> [Data entries]
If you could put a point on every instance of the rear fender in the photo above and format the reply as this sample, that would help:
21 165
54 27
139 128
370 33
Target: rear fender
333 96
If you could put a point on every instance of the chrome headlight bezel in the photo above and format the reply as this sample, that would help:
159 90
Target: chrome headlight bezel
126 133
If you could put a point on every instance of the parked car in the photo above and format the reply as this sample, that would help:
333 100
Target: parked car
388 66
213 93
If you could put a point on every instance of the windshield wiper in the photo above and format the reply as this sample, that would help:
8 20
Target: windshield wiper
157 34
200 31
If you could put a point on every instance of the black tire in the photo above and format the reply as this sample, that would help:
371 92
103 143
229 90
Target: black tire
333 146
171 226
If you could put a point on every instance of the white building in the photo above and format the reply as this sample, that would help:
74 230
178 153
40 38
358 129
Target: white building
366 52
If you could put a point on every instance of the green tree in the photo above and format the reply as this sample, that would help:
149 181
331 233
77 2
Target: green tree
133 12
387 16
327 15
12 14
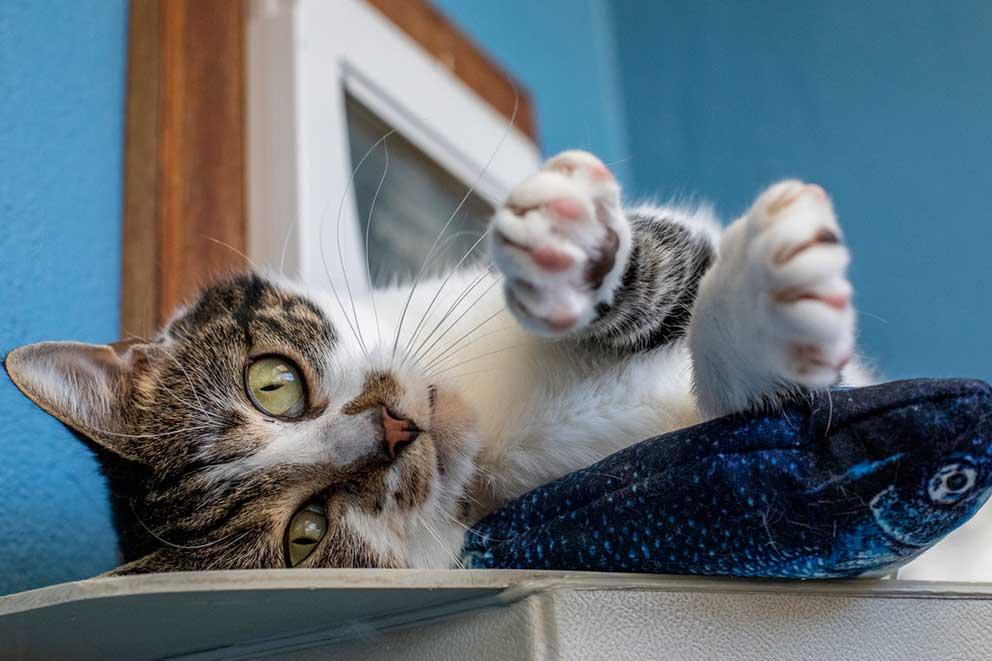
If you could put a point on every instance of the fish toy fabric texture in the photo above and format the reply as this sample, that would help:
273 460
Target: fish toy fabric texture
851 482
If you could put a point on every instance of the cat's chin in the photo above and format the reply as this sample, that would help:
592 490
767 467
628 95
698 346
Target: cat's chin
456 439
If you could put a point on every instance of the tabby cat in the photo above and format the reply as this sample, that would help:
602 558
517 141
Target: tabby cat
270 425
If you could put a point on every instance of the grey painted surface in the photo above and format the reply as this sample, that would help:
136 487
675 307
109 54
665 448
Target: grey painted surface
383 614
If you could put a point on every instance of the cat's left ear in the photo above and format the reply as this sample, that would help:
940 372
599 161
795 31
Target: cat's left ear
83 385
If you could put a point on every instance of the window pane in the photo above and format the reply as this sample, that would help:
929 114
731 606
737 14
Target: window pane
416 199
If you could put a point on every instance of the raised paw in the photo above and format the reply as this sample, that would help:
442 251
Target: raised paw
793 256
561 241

> [About this exercise]
The entries above are to be printed again word for word, with every picture removed.

> [Response area]
If you could put a point on every instance of the rear fender in the photo above and format the reply as this sample, that would help:
21 165
54 27
139 128
370 33
Target: rear fender
333 96
If you could put a point on every instance of the chrome headlight bezel in the photo above and format the reply as this sample, that would help:
159 90
Target: chrome headlight bezel
126 133
If you could put a point on every instance of the parked car in the photo above and format the reply as this sample, that would help:
333 100
Target: parked car
388 66
213 93
If you could put a point on every instance of the windshield wiper in the photo above and format the reply as this sample, that would help:
8 20
Target: windshield wiper
157 34
200 31
If you could put a point on every instance of the black tire in the photo above and format the reply as this sample, that would help:
371 92
103 143
229 90
Target: black tire
333 146
171 226
If you could put a point on every instance of the white building in the photo above and format the reply as this sample, that would help:
74 230
178 153
40 38
358 129
Target: white building
366 52
If you could put a point on every instance of the green tree in the photo above and format the reply as this sample, that would help:
149 181
331 233
77 2
Target: green tree
133 12
387 16
327 15
12 14
If you could put a point on every instance of the fish toy fabric texture in the photo above and format the reply as this sample, that would help:
273 460
Target: fish toy fabric texture
851 482
If you could put a point on every instance of the cat's chin in the photo above and format the reply as this sample, that would help:
592 490
767 467
628 95
698 346
Target: cat's chin
456 439
If you could put a point on every instance of the tabby cat in the photo above and format the reply as this sample, that would help:
602 558
517 141
Target: tabby cat
270 425
If you could put a point on every instance of the grey painted surface in the photo above and format the reply as this sample, that would help:
136 487
675 307
109 54
665 448
Target: grey painted surface
383 614
If you could put a point on every instance of the cat's left ear in the photo above and format the reply as this sample, that would help:
940 372
599 161
795 31
Target: cat's left ear
83 385
If you could put a point on every instance of the window pane in the photo above and format the reply as this sample, that would help:
929 114
731 606
737 14
Target: window pane
416 199
If you could put a point on every instance of the raised paw in the photo above and format the reply as this sample, that would help:
442 251
Target: raised paw
793 256
561 241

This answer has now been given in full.